__EXERCISE BRIEF__
According to the Live Below the Line fundraising text below, what percentage of the world's population lived in extreme poverty in 1990?

__DOCUMENT EXTRACT__

+--

Okay, I don’t really. I’ll never give up. But I am serious that what I am about to tell you is HUGE news in terms of progress.
Recent figures released by the World Bank show that extreme poverty is falling. And not just by a little bit either. In 2005, the percentage of the world’s population living in extreme poverty was roughly 25%. Latest figures show that in 2011 just 20.63% now live on less than £1 a day. If you compare this with the 41% who suffered the same plight in 1990, you can see that we must be doing something right.
So, doing things like living on £1 for 5 days in order to raise awareness is having an impact! Don’t miss out on the opportunity to be part of history by showing your support.

#23 My hungry tummy + your kind donation = being part of the movement to end extreme poverty. Simples.

#24 If you love me, you’ll support me. Ha, I’m just kidding. Anyway, I know that you are far too nice a person to visit this page and then choose not to support me.
Okay, okay, I’m stooping to manipulation but if you have it in your heart and you care about the extreme poor (or simply feel sorry for me!) then please support my efforts.

#25 Did you know that, thanks to the Millennium Development goals, nearly 14,000 less children die everyday than in 1990? Or that the world has achieved parity in primary education between boys and girls? Poverty alleviation measures are working! You can help keep up the momentum by showing your support here. As part of the Live Below the Line campaign I’ll be living on just £1 a day for food and drink next week. Let’s work together so that this is no longer an everyday reality for millions of people around the world.

#26 I have set myself an ambitious target for my Live Below the Line challenge but really this is not just about raising money. It’s about raising awareness and all of us getting involved with the fight against extreme poverty. Even a donation of £1 (which happens to be my daily food budget for this 5 day challenge) will go a long way to showing you care.

#27 This year UK households will waste £10 billion worth of food. That is more than three times the budget of the World Food Program who need to try and feed all the world’s hungry.
Solving poverty doesn’t mean that we will have less. There is more than enough to go around, as the aforementioned statistics highlight. Let’s work together to balance the scales.

#28 In a recent TED talk, U2 rocker Bono shared how he has become a ‘factivist’. He spoke of  how he gets his thrills from seeing incredible progress in the fight against extreme poverty…of which there has been plenty!
I may not be famous like Bono (or as cool!) but one thing we share is a dream to see extreme poverty become a phenomenon of the past. If you would like to join us in the fight, why not support me as I live on £1 a day from next Monday to Friday to raise awareness about the issues faced by millions around the world right now?

#29 I started doing my Live Below the Line shopping today and I must admit I’m a bit scared of being hungry next week. I feel pathetic considering so many people live on £1 a day, for everything, everyday around the world.
It’s not right. No one should have to constantly worry about where the next meal is going to come from. Let’s be the change, together.

#30 Ending extreme poverty takes all of us. For me, this looks like living on £1 for food and drink for 5 days. For you, maybe it’s simply showing your support to people like me. What I am doing is no more of a contribution than your financial support. Each little thing we do makes a difference. In fact, I feel so strongly about this that it is the very nature of this blog: each one of us doing something small that will have a wider impact. So if you think that your contribution, no matter how small or big, won’t really change the world I am here to tell you that it will.
As I enter into my Live Below the Line week tomorrow, I do so filled with incredible gratitude to all those who have already shown their support and in the hope that all of us together will one day change our world for the better.

+--

__SUPPLIED INFORMATION__
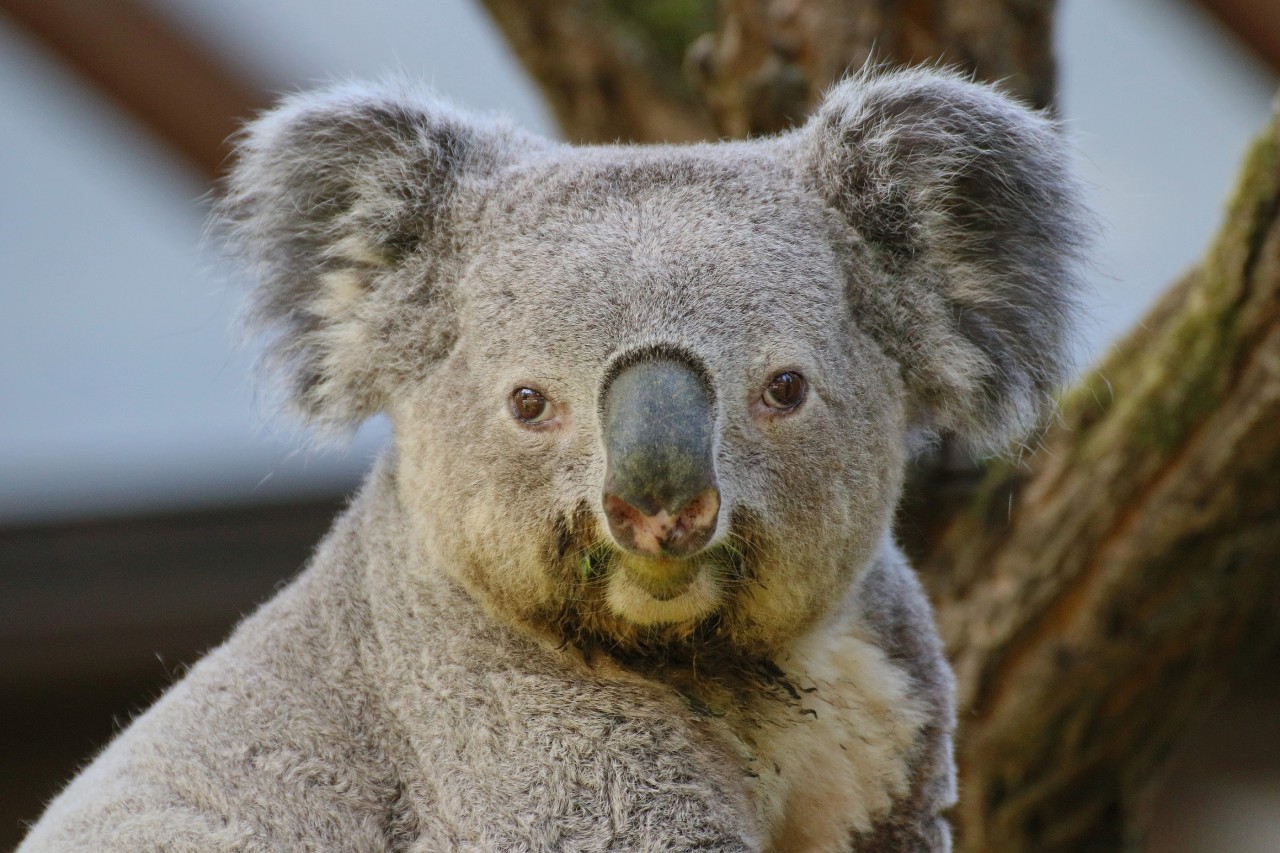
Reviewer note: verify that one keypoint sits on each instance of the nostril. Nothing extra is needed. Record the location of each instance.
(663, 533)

+--

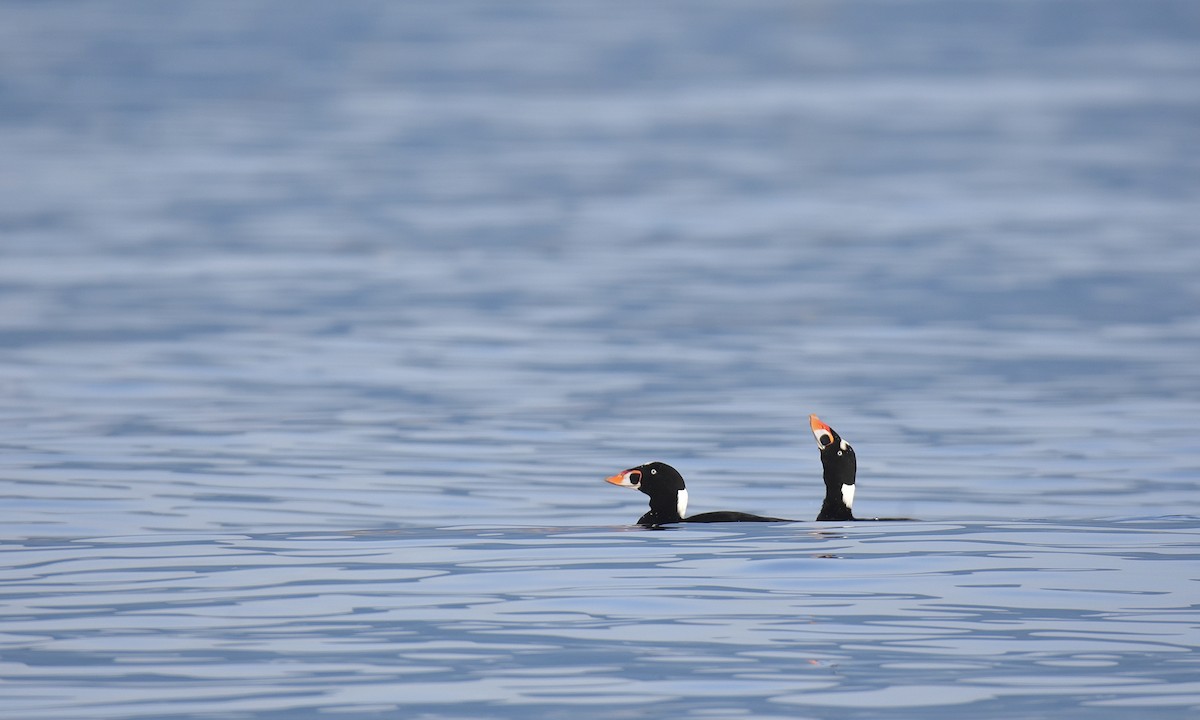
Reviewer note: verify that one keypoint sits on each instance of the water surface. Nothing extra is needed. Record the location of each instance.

+--

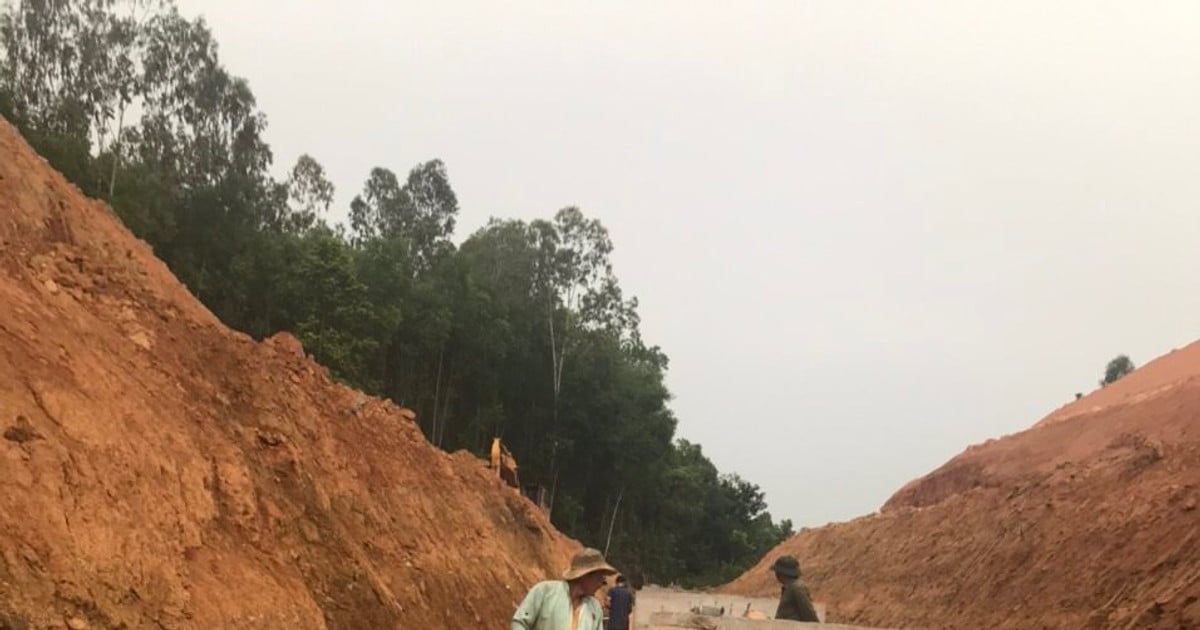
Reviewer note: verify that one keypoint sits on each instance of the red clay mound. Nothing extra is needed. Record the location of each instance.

+--

__YOUR SOLUTION__
41%